• **Page**:
══════

From zefram@fysh.org

Jens Rehsack wrote:

I would expect either 0 or NaN or whatever - but not a wrong result.

0 would be an equally wrong result. NaN is impossible to get, because
it's not representable in UV. It's necessary to produce a `wrong'
result, because the conversion must yield a UV, and the input value is
not representable as a UV. The only alternative would be an exception
for inexact conversion, and that's not going to happen because perl has
always done coercions permissively.

-zefram

p5pRT · 2016-04-13T17:59:51Z

From @Leont

On Wed, Apr 13, 2016 at 7:35 PM, Jens Rehsack <rehsack@gmail.com> wrote:

I would expect either 0 or NaN or whatever - but not a wrong result.
I precisely understand what happens - but delivering the wrong output
is not an option.

There really isn't any correct answer there. I would support warning in
such a case, but there isn't much more we can do at that point.

Leon

p5pRT · 2016-04-13T18:03:06Z

From rehsack@gmail.com

Am 13.04.2016 um 19:41 schrieb Zefram via RT <perlbug-followup@perl.org>:

Jens Rehsack wrote:

I would expect either 0 or NaN or whatever - but not a wrong result.

0 would be an equally wrong result. NaN is impossible to get, because
it's not representable in UV.

But a simple, stand alone '-' or '.' would be.

It's necessary to produce a `wrong'
result, because the conversion must yield a UV, and the input value is
not representable as a UV.

It is never necessary to produce a wrong result. Maybe you meant something
different - in that case, please rephrase.

The only alternative would be an exception
for inexact conversion, and that's not going to happen because perl has
always done coercions permissively.

That's not true. printf can be disadvised, the documentation can be updated
to point to the potential wrong result.... There're a lot of options.

Cheers
--
Jens Rehsack - rehsack@gmail.com

p5pRT · 2016-04-13T18:25:50Z

From zefram@fysh.org

Jens Rehsack wrote:

Am 13.04.2016 um 19:41 schrieb Zefram via RT <perlbug-followup@perl.org>:
0 would be an equally wrong result. NaN is impossible to get, because
it's not representable in UV.

But a simple, stand alone '-' or '.' would be.

"-" and "." are equally unrepresentable as UV. You've got 64 bits to
play with, and all 2**64 states are defined to represent numerical values.
There is no state available to represent an error.

You may of course argue that this rather low-level data type (copied
straight from C) makes a poor abstraction for a high-level language.
That would be correct, but it's a question of language design that was
settled for Perl many years ago. It is not a bug, and we are bound to
maintain the existing behaviour.

It is never necessary to produce a wrong result. Maybe you meant something
different - in that case, please rephrase.

Given the input you supplied, there is no `right' result available.

══════

Dataset entries about object locations

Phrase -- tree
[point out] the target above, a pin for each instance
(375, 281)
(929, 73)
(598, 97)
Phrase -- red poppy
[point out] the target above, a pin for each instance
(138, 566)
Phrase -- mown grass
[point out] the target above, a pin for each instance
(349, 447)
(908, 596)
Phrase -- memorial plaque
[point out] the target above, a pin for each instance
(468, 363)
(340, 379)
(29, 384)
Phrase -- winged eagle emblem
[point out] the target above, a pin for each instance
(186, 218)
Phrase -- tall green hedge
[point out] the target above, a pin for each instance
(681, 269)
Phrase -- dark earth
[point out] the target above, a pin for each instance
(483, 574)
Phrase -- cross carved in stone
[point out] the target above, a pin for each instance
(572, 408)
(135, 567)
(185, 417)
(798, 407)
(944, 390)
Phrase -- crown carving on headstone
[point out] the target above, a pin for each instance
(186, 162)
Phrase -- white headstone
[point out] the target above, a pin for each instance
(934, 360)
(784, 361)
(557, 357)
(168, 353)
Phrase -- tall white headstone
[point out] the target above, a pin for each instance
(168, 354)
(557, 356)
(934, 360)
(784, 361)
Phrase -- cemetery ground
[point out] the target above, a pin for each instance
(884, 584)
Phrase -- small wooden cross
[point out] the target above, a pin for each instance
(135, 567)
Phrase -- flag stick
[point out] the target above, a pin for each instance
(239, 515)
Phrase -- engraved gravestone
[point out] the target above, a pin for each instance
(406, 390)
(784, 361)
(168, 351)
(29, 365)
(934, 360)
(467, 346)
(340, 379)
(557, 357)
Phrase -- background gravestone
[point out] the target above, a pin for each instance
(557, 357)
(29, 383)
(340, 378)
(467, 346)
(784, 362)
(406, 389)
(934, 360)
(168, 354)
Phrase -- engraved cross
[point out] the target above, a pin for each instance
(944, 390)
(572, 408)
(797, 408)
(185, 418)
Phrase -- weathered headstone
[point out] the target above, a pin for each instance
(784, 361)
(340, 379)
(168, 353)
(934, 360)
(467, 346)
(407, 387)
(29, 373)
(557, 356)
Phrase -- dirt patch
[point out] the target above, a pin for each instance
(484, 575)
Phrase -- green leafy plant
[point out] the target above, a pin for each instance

══════

• **Set problem A**: List every distinct email address that appears in the thread.
• **Set problem B**: Echo the thread's wording between "From @Leont" and "at that point.", inclusive.
These entries have no connection to the thread.

• **Exercise response A**:
zefram@fysh.org
rehsack@gmail.com
perlbug-followup@perl.org

• **Exercise response B**:
From @Leont

On Wed, Apr 13, 2016 at 7:35 PM, Jens Rehsack <rehsack@gmail.com> wrote:

I would expect either 0 or NaN or whatever - but not a wrong result.
I precisely understand what happens - but delivering the wrong output
is not an option.

There really isn't any correct answer there. I would support warning in
such a case, but there isn't much more we can do at that point.